* **POR HACER**
Transcribe del texto sobre los dos mundos el pasaje que empieza en las palabras "La vida es una" y termina tras "mundo que merecemos.", sin cambiar nada.

* **TEXTO**
##############################

Todos somos bipolares. Autor: Iván Uranga

Entre lo real y lo deseado.
La necesidad del conflicto.
Somos transcriptores del mundo.
Nuestro YO en los demás.
Fluir o no fluir.
La vida es una construcción consciente.

Todos tenemos, como mínimo, dos mundos en nosotros mismos. Uno, el “real”… y otro el “deseado”. Al primero lo aceptamos y vivimos con cierta resignación; mientras que el segundo, lo conocemos, pero hemos aprendido a renunciar a él, seguramente por miedo a que se convierta en una realidad incómoda para los demás. “El mundo real” nos hace supervivientes y demuestra a nuestro EGO la capacidad de adaptarnos a lo incómodo, adverso y perjudicial que es; mientras que el segundo, el mundo de los sueños, nos convierte en infatigables luchadores románticos, exploradores de universos y habitantes del deseo, que sin duda es el mundo que merecemos.

Firmemente creo que el equilibrio entre ambos es la verdadera cordura, digan lo que digan los terapeutas y presuntos expertos del comportamiento humano. Es más, es ese equilibrio el que nos permite vivir ambos mundos a la vez, pues ambos cohabitan en nosotros, siempre es el mundo en que vivimos el reflejo fiel de un fragmento de la dualidad en nuestra mente, y cada ciudad y pueblo, cada casa, cada calle, cada profesión, cada ciencia, cada libro, cada creencia, cada realidad o canción, surgieron primero en el mundo de lo imaginario.

##############################

* **LÍNEAS RECOGIDAS**
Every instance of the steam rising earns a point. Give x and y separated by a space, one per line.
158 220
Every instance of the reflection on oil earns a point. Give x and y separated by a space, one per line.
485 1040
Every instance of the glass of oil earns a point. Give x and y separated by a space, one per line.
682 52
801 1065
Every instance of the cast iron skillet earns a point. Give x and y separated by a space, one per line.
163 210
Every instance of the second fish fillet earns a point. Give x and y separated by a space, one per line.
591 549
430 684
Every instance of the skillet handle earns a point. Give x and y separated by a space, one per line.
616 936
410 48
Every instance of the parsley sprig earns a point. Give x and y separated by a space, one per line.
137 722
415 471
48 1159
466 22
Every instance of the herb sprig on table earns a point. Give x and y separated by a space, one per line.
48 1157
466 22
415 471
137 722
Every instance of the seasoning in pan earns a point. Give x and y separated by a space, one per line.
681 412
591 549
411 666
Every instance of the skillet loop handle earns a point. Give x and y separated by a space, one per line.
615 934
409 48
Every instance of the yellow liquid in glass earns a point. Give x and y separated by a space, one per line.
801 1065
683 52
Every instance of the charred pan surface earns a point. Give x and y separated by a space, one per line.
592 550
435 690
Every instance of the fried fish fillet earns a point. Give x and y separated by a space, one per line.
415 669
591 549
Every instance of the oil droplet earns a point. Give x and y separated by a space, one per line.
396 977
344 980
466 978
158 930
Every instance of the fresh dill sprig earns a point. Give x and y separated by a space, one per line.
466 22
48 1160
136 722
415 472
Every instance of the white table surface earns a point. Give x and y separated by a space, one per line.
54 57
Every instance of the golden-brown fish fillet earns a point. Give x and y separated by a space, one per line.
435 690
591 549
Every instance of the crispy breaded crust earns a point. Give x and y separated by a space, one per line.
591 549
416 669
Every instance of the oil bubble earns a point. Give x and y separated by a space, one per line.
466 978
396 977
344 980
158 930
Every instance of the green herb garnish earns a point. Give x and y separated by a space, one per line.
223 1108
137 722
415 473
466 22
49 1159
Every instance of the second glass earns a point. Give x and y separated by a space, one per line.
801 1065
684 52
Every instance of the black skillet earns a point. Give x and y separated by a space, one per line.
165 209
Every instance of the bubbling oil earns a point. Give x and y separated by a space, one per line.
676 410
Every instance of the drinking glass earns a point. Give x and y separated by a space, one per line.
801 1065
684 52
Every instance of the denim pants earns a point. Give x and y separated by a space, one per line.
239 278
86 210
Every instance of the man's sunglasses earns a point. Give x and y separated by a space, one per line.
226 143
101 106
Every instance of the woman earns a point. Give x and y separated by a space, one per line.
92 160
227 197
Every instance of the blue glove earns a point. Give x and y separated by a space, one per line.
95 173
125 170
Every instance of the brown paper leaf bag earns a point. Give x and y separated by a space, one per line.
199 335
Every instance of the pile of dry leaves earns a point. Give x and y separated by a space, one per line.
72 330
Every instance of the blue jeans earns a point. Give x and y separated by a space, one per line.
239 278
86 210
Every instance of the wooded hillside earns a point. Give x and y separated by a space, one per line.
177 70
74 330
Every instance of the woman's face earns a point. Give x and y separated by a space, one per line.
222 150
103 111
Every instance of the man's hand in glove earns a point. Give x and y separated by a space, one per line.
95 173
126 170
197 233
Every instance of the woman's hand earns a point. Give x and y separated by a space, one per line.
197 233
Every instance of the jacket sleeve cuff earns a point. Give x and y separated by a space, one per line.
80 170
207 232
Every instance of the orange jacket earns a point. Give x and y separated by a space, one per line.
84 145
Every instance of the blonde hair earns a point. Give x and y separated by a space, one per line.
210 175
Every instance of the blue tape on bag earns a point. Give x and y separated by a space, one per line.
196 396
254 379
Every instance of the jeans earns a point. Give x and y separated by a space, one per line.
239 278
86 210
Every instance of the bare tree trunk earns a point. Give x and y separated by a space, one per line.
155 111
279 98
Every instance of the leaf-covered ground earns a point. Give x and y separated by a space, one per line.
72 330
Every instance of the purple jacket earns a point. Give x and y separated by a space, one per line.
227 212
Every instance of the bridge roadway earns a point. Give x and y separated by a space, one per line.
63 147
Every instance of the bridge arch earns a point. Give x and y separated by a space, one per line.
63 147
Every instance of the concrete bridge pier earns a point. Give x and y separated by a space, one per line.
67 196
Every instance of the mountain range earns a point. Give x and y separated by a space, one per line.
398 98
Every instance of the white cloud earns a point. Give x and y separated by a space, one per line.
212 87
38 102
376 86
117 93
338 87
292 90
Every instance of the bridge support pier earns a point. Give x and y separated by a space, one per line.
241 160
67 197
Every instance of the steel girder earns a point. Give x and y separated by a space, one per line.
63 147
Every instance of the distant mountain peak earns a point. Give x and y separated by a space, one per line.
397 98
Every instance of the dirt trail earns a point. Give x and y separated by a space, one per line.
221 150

##############################

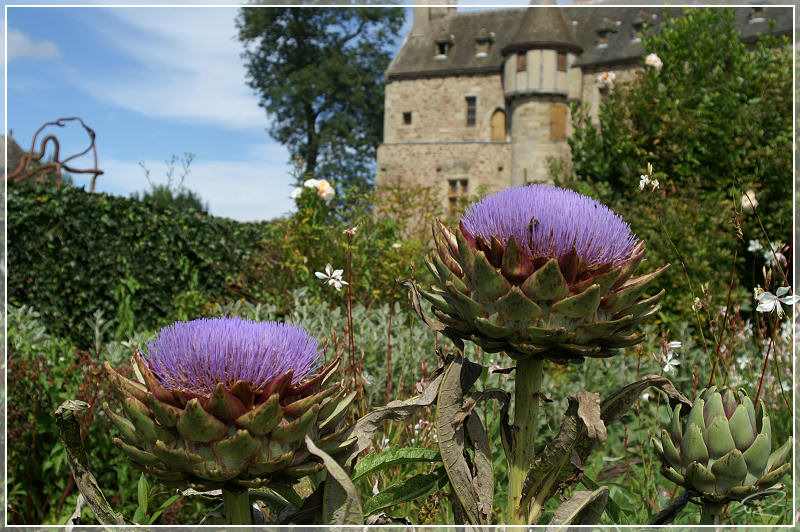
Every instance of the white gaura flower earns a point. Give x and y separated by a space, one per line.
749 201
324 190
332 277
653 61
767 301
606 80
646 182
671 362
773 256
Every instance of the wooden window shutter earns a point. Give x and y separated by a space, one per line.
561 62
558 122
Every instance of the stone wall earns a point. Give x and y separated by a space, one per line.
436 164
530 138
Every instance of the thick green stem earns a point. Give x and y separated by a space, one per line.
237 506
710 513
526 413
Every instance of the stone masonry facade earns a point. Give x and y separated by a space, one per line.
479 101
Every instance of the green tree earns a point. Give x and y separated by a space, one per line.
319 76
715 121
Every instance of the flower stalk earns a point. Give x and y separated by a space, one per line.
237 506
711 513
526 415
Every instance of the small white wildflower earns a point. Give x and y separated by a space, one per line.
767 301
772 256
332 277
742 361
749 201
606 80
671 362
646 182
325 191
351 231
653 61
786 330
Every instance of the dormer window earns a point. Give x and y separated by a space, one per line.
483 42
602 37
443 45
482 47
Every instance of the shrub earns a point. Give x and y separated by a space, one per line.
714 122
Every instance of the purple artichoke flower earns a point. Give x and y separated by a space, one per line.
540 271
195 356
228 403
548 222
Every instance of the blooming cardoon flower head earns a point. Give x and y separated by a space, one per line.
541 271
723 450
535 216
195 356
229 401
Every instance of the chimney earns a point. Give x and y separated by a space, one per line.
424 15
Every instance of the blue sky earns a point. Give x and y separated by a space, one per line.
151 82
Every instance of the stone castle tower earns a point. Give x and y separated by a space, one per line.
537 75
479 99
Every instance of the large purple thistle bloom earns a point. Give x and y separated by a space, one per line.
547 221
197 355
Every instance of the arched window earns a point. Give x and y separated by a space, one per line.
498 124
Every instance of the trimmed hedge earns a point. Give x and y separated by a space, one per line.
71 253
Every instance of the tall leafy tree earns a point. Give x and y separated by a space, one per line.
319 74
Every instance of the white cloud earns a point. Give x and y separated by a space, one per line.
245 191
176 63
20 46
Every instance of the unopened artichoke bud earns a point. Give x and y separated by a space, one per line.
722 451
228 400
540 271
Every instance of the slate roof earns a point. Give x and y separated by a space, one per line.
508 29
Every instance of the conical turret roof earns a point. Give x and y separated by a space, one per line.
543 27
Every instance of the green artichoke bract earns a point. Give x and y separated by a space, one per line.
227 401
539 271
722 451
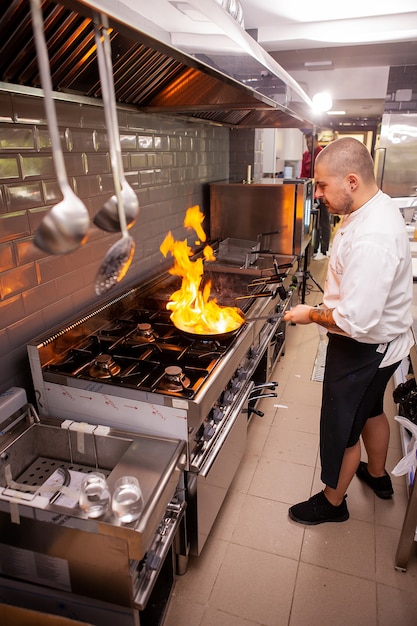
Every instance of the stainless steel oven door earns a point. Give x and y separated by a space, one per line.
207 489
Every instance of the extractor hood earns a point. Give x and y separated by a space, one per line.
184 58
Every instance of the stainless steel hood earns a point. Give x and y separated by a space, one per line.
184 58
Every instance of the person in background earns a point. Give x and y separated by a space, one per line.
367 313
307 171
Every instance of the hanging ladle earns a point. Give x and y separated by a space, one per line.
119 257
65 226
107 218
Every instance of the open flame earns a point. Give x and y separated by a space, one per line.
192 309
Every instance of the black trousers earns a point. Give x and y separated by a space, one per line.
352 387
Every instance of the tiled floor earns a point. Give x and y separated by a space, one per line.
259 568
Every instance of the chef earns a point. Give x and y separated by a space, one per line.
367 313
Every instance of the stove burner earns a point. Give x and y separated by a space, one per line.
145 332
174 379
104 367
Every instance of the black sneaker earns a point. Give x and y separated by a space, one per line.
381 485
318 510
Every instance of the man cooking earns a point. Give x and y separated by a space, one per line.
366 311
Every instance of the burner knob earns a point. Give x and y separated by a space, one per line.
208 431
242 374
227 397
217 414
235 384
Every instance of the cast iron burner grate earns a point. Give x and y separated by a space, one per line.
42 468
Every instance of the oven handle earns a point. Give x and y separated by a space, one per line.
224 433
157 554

##############################

* **RESPUESTA**
La vida es una construcción consciente.

Todos tenemos, como mínimo, dos mundos en nosotros mismos. Uno, el “real”… y otro el “deseado”. Al primero lo aceptamos y vivimos con cierta resignación; mientras que el segundo, lo conocemos, pero hemos aprendido a renunciar a él, seguramente por miedo a que se convierta en una realidad incómoda para los demás. “El mundo real” nos hace supervivientes y demuestra a nuestro EGO la capacidad de adaptarnos a lo incómodo, adverso y perjudicial que es; mientras que el segundo, el mundo de los sueños, nos convierte en infatigables luchadores románticos, exploradores de universos y habitantes del deseo, que sin duda es el mundo que merecemos.